[Coordinate-labeling data]
****************
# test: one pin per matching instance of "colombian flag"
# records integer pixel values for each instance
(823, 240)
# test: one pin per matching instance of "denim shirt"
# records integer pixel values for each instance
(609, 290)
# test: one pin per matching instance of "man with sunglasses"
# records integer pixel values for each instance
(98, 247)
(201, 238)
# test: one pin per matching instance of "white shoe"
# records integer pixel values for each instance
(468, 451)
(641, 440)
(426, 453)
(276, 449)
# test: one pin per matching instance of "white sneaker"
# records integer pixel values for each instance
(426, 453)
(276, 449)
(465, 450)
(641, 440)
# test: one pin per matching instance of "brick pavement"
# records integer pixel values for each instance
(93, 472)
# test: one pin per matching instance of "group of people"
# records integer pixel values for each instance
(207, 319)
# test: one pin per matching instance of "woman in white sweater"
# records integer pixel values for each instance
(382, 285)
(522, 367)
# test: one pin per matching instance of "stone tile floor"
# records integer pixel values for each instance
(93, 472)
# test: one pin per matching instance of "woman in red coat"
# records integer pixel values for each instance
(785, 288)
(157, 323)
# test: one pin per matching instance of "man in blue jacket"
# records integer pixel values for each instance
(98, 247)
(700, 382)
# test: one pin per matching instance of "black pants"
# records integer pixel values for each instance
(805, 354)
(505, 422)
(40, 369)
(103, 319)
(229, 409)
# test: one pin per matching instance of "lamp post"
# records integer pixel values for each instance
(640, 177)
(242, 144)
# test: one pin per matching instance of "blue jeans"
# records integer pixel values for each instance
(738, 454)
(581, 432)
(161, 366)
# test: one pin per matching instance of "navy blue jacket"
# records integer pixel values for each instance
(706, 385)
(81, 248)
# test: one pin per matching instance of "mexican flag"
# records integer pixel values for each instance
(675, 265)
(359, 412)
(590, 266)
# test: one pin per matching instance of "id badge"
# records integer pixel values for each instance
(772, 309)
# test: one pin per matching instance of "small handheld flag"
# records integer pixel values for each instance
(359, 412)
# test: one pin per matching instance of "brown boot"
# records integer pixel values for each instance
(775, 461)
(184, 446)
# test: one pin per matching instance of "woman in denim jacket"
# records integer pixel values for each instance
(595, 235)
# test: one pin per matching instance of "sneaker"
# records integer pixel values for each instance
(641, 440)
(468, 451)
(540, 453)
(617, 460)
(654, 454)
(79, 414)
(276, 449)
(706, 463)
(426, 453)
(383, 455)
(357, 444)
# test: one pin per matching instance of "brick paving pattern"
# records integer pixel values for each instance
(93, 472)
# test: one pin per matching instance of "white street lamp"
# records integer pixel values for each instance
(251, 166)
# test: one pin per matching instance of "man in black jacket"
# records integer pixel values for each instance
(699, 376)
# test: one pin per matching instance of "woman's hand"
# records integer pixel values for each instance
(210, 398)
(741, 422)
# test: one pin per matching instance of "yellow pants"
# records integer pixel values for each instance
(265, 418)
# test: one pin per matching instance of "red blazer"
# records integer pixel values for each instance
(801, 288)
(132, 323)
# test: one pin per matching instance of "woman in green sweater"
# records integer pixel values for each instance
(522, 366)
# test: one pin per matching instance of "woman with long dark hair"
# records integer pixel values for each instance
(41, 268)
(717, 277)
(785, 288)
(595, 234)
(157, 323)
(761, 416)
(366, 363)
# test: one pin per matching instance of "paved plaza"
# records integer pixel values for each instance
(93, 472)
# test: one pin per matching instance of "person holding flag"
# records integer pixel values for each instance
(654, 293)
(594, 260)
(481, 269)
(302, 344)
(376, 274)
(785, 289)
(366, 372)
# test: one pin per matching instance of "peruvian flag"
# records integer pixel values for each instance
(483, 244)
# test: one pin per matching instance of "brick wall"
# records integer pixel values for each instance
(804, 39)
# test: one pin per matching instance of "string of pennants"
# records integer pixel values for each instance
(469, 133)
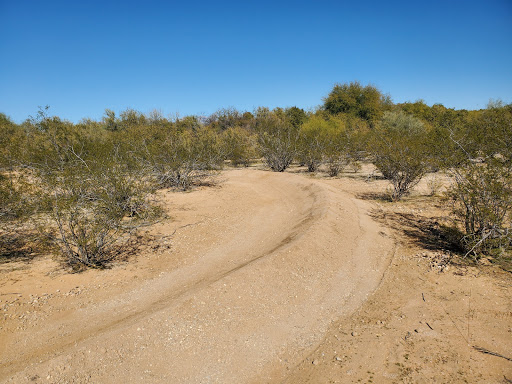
****************
* [Short exercise]:
Pick out every line in the records above that contains the word "woman", and copy each one.

* [Result]:
# test: one pin per matching instance of "woman in white sweater"
# test: one pin per matching instance of "woman in red coat"
# test: one pin per matching instance of "woman in denim jacket"
# test: one pin per matching instance of "woman's hand"
# test: one pin per matching instance of "woman in green sweater"
# test: one pin per matching instance of "woman with long dark hair"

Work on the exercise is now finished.